▸ Problem to solve
Repeat each line exactly, leaving nothing out.

▸ Materials provided
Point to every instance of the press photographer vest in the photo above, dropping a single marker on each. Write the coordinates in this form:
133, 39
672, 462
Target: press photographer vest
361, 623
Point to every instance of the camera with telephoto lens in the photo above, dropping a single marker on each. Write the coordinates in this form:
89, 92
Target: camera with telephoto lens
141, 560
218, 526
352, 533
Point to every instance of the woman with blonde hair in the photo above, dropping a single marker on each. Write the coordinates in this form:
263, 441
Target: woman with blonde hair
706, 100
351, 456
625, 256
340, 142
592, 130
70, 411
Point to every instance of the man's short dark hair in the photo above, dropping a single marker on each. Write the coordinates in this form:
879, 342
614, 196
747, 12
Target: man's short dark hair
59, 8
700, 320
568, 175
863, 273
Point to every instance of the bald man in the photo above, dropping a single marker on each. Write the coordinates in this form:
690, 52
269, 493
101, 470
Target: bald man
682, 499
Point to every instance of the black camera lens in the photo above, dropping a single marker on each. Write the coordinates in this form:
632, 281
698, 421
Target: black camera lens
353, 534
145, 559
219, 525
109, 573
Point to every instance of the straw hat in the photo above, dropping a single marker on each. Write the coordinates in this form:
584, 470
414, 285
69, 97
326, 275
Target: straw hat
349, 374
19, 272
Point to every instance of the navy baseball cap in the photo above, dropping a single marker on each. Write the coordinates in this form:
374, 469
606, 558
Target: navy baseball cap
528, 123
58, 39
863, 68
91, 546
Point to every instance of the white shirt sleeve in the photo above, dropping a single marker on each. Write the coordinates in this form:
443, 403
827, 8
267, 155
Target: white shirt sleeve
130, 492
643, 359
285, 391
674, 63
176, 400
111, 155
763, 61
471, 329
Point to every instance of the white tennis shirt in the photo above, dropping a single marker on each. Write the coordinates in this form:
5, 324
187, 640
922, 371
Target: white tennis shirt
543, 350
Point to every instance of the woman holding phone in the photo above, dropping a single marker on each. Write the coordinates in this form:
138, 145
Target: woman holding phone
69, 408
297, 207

▸ Result for this task
Point to every instance of the press photographer vest in the photo above, dropping a single marker on each. Write the coordinates in this form:
133, 39
672, 462
Target: press photographer vest
361, 623
Point to every instance of the camera with telephoto lens in the photo above, dropping a single marker on each. Write the coordinates in this form:
89, 92
Target: camera with telephoto lens
141, 560
218, 526
352, 533
Point to every instance of the woman with blonde hair in the photo above, dropping a single marker on each. Write the coordinates in this form:
263, 441
Target: woman with blonde hair
706, 100
351, 456
625, 256
340, 142
592, 130
70, 411
Point to every instance of the man's short dark hair in the photo above, dropping a single marker on each. Write the coordinates in this form:
879, 342
614, 196
747, 12
Target: man's short dark hair
59, 8
700, 320
568, 175
863, 273
Point to every instance of the bald man in the photo above, dropping a single marker on each. Write the coordinates in this form:
690, 52
269, 493
101, 470
Target: bald man
682, 499
Point to every instance of the black camera lens in the photo above, dropping a single marker on each. Write the coordinates in this form:
632, 281
698, 421
Target: black camera lens
353, 534
145, 559
219, 525
109, 573
Point to every instance of the straw hat in the photo above, dropping a single marker on each. Write the coordinates in this form:
584, 470
414, 285
69, 97
326, 275
Target: straw hat
349, 374
19, 272
Point to every instance of the navy baseball cap in the photo above, dropping a single marker on each. Write the coordinates in this form:
374, 469
606, 558
Target: navy baseball cap
528, 123
58, 39
863, 68
91, 546
Point to every instance of the white shirt sleeve in the photo above, dropping a single marker on each. Write the coordinates in this form:
443, 403
827, 8
267, 155
Target: white shirt sleeve
130, 492
643, 359
285, 391
674, 63
176, 400
111, 155
763, 61
471, 329
Point to every instance of the white tennis shirt in the photo above, dropping a single marker on each. Write the coordinates in this form:
5, 324
187, 640
922, 371
Target: white tennis shirt
543, 350
Point to every instance of the woman holding phone in the photo above, dropping a single marker on each. Write the coordinates in this form:
138, 145
Target: woman holding phone
69, 408
297, 207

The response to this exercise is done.